Task requirements: Rewrite the stretch of items from the line that contains "tree trunk, each" through the end of the items as a Markdown table with the columns Row and Line, one numbered row per line and no rows for blank lines. Leave the pictures out of the table.

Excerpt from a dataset

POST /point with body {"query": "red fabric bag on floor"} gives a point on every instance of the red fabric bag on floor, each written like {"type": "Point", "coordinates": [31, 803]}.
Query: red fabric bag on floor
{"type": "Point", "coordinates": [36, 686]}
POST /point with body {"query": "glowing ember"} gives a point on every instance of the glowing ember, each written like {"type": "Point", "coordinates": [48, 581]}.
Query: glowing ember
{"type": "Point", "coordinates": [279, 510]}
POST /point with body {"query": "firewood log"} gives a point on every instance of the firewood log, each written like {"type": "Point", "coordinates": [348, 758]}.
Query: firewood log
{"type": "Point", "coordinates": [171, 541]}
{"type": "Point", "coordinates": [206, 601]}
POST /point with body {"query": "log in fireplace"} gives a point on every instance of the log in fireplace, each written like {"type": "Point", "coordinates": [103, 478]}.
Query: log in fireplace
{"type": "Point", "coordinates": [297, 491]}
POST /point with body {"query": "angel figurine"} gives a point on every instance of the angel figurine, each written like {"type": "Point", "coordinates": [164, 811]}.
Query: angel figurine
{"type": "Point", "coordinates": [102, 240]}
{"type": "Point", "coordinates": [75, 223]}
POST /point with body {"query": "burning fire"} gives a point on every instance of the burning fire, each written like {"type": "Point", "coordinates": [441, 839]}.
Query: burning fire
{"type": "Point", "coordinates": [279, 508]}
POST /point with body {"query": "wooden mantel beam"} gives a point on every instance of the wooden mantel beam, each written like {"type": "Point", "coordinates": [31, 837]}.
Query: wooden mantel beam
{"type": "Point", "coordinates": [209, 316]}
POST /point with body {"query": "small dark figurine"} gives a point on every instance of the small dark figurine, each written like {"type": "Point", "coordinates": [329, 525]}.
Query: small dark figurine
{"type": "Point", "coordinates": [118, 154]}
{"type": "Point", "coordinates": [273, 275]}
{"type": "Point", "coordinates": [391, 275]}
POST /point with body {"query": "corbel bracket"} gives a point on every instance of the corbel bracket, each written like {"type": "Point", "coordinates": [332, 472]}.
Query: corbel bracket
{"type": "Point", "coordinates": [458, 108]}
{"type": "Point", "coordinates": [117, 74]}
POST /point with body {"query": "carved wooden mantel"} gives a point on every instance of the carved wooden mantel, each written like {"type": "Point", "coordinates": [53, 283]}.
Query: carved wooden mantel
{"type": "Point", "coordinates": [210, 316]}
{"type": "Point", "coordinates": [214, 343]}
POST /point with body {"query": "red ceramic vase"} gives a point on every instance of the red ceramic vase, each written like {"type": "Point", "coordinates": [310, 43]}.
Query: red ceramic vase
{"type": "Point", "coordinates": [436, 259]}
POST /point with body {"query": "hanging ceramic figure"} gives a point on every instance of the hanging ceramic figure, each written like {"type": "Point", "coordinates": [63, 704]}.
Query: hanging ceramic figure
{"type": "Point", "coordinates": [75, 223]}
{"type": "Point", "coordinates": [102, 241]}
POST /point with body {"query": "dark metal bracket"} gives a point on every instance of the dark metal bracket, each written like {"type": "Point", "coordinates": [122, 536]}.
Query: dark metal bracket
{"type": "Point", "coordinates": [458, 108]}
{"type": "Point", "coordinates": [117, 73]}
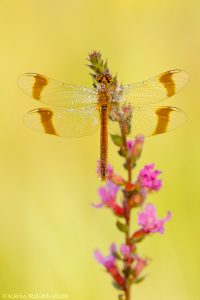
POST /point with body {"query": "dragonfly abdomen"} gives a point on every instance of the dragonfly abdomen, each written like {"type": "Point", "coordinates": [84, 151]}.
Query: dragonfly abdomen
{"type": "Point", "coordinates": [104, 140]}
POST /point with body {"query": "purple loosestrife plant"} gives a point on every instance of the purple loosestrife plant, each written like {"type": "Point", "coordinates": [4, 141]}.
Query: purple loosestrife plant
{"type": "Point", "coordinates": [122, 195]}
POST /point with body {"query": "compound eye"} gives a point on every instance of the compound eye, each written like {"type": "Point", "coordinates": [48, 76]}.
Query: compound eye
{"type": "Point", "coordinates": [108, 78]}
{"type": "Point", "coordinates": [99, 78]}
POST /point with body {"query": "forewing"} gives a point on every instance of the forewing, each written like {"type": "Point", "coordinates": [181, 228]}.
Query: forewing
{"type": "Point", "coordinates": [56, 93]}
{"type": "Point", "coordinates": [149, 121]}
{"type": "Point", "coordinates": [155, 89]}
{"type": "Point", "coordinates": [64, 122]}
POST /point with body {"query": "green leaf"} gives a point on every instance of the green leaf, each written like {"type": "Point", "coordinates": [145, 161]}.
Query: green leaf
{"type": "Point", "coordinates": [121, 226]}
{"type": "Point", "coordinates": [117, 139]}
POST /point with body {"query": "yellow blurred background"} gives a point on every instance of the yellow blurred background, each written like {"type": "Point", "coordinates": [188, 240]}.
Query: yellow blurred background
{"type": "Point", "coordinates": [48, 229]}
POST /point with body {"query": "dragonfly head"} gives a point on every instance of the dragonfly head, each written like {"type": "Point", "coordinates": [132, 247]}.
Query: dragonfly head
{"type": "Point", "coordinates": [104, 78]}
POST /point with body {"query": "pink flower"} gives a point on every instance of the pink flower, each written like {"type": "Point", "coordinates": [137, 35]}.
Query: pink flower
{"type": "Point", "coordinates": [125, 250]}
{"type": "Point", "coordinates": [147, 178]}
{"type": "Point", "coordinates": [108, 196]}
{"type": "Point", "coordinates": [149, 222]}
{"type": "Point", "coordinates": [140, 265]}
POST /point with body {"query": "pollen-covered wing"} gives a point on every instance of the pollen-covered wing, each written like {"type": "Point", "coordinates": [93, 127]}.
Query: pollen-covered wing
{"type": "Point", "coordinates": [155, 89]}
{"type": "Point", "coordinates": [52, 92]}
{"type": "Point", "coordinates": [64, 122]}
{"type": "Point", "coordinates": [148, 121]}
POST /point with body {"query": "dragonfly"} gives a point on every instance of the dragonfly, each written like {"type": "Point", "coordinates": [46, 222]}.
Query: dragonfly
{"type": "Point", "coordinates": [77, 111]}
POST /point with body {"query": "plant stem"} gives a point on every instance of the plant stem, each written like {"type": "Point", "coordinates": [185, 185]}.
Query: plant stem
{"type": "Point", "coordinates": [127, 209]}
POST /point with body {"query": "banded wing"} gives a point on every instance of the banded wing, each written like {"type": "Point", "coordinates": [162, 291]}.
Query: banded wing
{"type": "Point", "coordinates": [56, 93]}
{"type": "Point", "coordinates": [64, 122]}
{"type": "Point", "coordinates": [155, 89]}
{"type": "Point", "coordinates": [148, 121]}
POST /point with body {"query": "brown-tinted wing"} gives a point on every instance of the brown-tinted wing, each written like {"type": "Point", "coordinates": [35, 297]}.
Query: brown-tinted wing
{"type": "Point", "coordinates": [148, 121]}
{"type": "Point", "coordinates": [64, 122]}
{"type": "Point", "coordinates": [155, 89]}
{"type": "Point", "coordinates": [56, 93]}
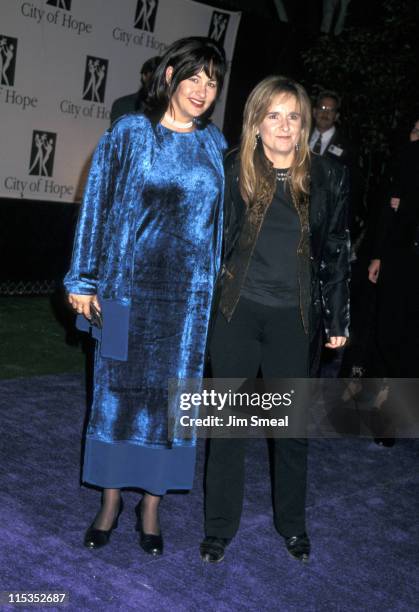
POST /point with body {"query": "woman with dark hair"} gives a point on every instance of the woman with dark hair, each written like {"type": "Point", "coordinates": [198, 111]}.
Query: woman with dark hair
{"type": "Point", "coordinates": [284, 286]}
{"type": "Point", "coordinates": [145, 259]}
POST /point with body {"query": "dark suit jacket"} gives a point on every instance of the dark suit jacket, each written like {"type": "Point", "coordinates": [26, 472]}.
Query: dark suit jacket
{"type": "Point", "coordinates": [323, 253]}
{"type": "Point", "coordinates": [399, 230]}
{"type": "Point", "coordinates": [350, 158]}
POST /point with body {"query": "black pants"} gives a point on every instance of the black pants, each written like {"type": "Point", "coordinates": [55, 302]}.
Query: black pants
{"type": "Point", "coordinates": [272, 339]}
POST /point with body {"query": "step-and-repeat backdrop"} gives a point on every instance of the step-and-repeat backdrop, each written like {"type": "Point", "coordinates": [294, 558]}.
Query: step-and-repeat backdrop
{"type": "Point", "coordinates": [63, 63]}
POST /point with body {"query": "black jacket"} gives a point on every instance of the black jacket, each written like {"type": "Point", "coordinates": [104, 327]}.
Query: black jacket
{"type": "Point", "coordinates": [323, 252]}
{"type": "Point", "coordinates": [398, 231]}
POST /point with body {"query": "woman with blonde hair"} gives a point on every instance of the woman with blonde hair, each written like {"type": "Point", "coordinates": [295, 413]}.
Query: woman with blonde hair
{"type": "Point", "coordinates": [284, 287]}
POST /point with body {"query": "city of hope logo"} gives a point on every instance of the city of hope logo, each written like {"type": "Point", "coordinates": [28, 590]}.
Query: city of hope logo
{"type": "Point", "coordinates": [218, 26]}
{"type": "Point", "coordinates": [8, 48]}
{"type": "Point", "coordinates": [95, 79]}
{"type": "Point", "coordinates": [64, 4]}
{"type": "Point", "coordinates": [145, 15]}
{"type": "Point", "coordinates": [42, 153]}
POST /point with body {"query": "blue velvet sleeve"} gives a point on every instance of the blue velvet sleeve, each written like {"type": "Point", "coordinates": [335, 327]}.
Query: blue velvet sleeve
{"type": "Point", "coordinates": [83, 275]}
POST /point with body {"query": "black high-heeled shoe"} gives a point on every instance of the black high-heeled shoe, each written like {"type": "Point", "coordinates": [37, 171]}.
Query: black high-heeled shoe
{"type": "Point", "coordinates": [151, 544]}
{"type": "Point", "coordinates": [96, 538]}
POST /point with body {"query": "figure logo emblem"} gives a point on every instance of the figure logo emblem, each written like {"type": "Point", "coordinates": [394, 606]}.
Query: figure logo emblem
{"type": "Point", "coordinates": [95, 79]}
{"type": "Point", "coordinates": [218, 26]}
{"type": "Point", "coordinates": [64, 4]}
{"type": "Point", "coordinates": [42, 153]}
{"type": "Point", "coordinates": [145, 15]}
{"type": "Point", "coordinates": [8, 48]}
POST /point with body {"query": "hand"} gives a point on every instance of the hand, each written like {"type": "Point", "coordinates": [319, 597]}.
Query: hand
{"type": "Point", "coordinates": [81, 303]}
{"type": "Point", "coordinates": [336, 342]}
{"type": "Point", "coordinates": [374, 270]}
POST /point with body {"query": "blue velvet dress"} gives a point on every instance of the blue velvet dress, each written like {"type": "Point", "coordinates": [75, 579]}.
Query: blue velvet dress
{"type": "Point", "coordinates": [174, 264]}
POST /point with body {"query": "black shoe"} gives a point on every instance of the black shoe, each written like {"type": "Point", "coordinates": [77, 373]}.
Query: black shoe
{"type": "Point", "coordinates": [298, 547]}
{"type": "Point", "coordinates": [212, 549]}
{"type": "Point", "coordinates": [387, 442]}
{"type": "Point", "coordinates": [96, 538]}
{"type": "Point", "coordinates": [151, 544]}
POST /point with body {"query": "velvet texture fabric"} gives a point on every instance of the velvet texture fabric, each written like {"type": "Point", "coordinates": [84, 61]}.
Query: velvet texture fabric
{"type": "Point", "coordinates": [323, 253]}
{"type": "Point", "coordinates": [150, 234]}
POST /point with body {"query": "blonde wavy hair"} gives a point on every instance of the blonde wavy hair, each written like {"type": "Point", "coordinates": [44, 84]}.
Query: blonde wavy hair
{"type": "Point", "coordinates": [257, 175]}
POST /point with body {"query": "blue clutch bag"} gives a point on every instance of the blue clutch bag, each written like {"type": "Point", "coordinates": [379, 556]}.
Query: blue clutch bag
{"type": "Point", "coordinates": [113, 336]}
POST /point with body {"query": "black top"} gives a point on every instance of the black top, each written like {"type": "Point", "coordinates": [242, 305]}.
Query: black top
{"type": "Point", "coordinates": [272, 277]}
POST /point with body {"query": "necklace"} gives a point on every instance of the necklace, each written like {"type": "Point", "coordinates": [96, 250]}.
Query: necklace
{"type": "Point", "coordinates": [179, 124]}
{"type": "Point", "coordinates": [281, 175]}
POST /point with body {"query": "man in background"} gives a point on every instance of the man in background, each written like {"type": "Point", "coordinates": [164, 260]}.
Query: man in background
{"type": "Point", "coordinates": [134, 103]}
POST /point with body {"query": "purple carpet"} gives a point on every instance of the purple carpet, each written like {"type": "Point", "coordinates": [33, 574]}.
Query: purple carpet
{"type": "Point", "coordinates": [363, 515]}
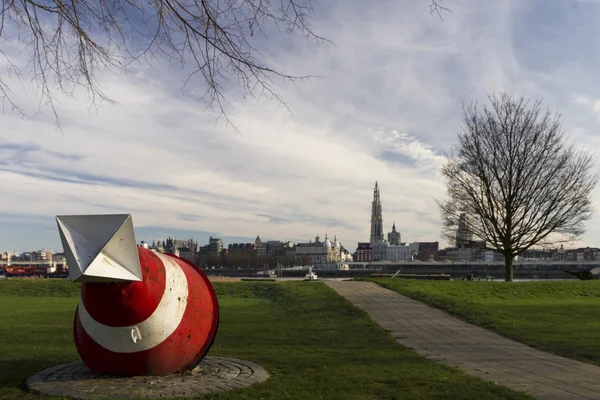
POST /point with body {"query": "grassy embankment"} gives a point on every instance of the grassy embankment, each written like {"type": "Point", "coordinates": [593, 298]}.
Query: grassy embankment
{"type": "Point", "coordinates": [314, 344]}
{"type": "Point", "coordinates": [559, 317]}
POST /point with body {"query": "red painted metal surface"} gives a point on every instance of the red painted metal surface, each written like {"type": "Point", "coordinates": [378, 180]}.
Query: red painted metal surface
{"type": "Point", "coordinates": [119, 308]}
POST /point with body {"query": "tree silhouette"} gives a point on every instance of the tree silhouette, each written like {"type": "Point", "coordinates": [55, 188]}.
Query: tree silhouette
{"type": "Point", "coordinates": [515, 177]}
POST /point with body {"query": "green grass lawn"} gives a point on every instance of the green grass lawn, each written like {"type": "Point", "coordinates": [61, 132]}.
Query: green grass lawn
{"type": "Point", "coordinates": [314, 344]}
{"type": "Point", "coordinates": [560, 317]}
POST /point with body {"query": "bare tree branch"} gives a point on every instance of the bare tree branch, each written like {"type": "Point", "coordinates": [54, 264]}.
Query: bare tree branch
{"type": "Point", "coordinates": [512, 173]}
{"type": "Point", "coordinates": [69, 41]}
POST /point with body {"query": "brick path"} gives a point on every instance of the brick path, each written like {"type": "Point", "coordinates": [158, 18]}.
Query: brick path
{"type": "Point", "coordinates": [446, 339]}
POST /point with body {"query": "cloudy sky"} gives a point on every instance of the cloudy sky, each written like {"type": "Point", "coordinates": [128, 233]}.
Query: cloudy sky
{"type": "Point", "coordinates": [386, 108]}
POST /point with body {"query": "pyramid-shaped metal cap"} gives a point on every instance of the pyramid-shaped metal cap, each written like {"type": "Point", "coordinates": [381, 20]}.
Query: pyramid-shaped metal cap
{"type": "Point", "coordinates": [100, 248]}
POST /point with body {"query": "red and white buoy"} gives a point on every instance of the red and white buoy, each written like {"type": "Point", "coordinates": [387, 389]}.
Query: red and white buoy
{"type": "Point", "coordinates": [140, 312]}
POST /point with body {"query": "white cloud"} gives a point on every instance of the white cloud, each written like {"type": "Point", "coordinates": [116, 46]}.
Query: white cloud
{"type": "Point", "coordinates": [391, 103]}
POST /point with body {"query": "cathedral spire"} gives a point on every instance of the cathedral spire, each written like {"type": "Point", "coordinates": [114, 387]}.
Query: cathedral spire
{"type": "Point", "coordinates": [376, 218]}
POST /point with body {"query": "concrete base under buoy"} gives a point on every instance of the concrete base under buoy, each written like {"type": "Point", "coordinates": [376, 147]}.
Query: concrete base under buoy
{"type": "Point", "coordinates": [213, 374]}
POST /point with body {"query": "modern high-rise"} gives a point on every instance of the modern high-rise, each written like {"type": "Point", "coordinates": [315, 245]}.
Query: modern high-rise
{"type": "Point", "coordinates": [376, 218]}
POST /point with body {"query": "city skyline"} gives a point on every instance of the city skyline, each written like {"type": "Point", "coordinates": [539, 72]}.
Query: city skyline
{"type": "Point", "coordinates": [386, 109]}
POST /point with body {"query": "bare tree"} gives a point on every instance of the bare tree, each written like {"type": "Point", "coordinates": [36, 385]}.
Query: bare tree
{"type": "Point", "coordinates": [515, 177]}
{"type": "Point", "coordinates": [67, 42]}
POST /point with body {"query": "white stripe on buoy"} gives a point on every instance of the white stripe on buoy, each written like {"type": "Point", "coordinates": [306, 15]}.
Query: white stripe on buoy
{"type": "Point", "coordinates": [156, 328]}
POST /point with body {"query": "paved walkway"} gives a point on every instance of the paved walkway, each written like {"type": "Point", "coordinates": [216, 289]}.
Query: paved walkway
{"type": "Point", "coordinates": [446, 339]}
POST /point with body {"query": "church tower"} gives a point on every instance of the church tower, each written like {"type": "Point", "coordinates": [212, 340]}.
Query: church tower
{"type": "Point", "coordinates": [376, 219]}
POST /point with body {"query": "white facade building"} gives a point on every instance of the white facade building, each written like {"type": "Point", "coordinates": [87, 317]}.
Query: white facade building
{"type": "Point", "coordinates": [325, 252]}
{"type": "Point", "coordinates": [398, 252]}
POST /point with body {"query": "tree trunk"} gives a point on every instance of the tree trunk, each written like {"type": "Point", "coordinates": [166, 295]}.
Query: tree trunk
{"type": "Point", "coordinates": [508, 268]}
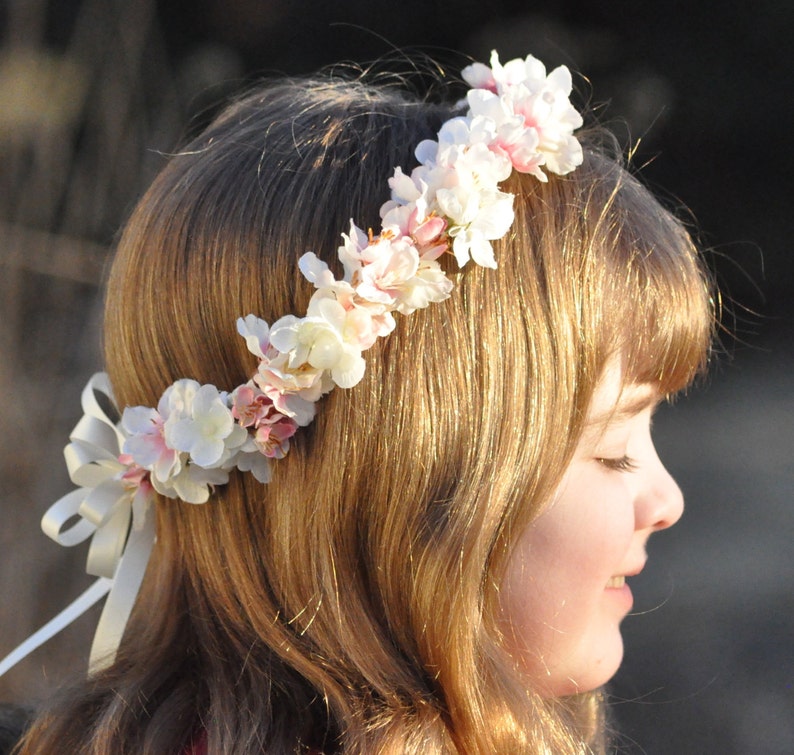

The response:
| Row | Line |
|---|---|
| 1 | POST /point with body {"query": "tree trunk"} gives a point on every instance of the tree trunk, each written like {"type": "Point", "coordinates": [166, 295]}. |
| 2 | Query: tree trunk |
| 3 | {"type": "Point", "coordinates": [508, 268]} |